* [Aim of the task] How many lines of the records below contain the string "that", counting case? Give only the number.

◇ ◇ ◇

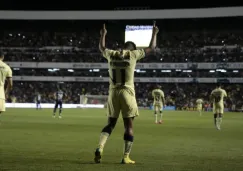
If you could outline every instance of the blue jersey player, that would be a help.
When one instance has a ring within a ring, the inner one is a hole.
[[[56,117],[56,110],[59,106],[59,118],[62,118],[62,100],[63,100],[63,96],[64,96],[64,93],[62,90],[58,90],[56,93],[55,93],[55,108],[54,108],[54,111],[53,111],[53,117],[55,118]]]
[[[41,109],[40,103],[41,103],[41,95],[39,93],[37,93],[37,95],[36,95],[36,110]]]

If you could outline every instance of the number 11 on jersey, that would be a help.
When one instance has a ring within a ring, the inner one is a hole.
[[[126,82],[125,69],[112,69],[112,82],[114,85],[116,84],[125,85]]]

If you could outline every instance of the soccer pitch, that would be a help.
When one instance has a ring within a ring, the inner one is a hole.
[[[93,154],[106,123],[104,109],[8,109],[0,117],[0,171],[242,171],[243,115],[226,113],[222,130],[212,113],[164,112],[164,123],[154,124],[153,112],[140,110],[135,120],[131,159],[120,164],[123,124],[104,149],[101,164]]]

◇ ◇ ◇

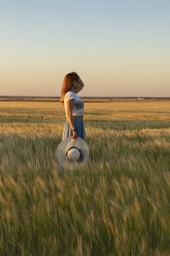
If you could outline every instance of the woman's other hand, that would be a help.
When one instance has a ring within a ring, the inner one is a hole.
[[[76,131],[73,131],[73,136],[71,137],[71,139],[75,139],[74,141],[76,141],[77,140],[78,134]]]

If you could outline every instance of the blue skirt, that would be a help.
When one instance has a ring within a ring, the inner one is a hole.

◇ ◇ ◇

* [Reply] 5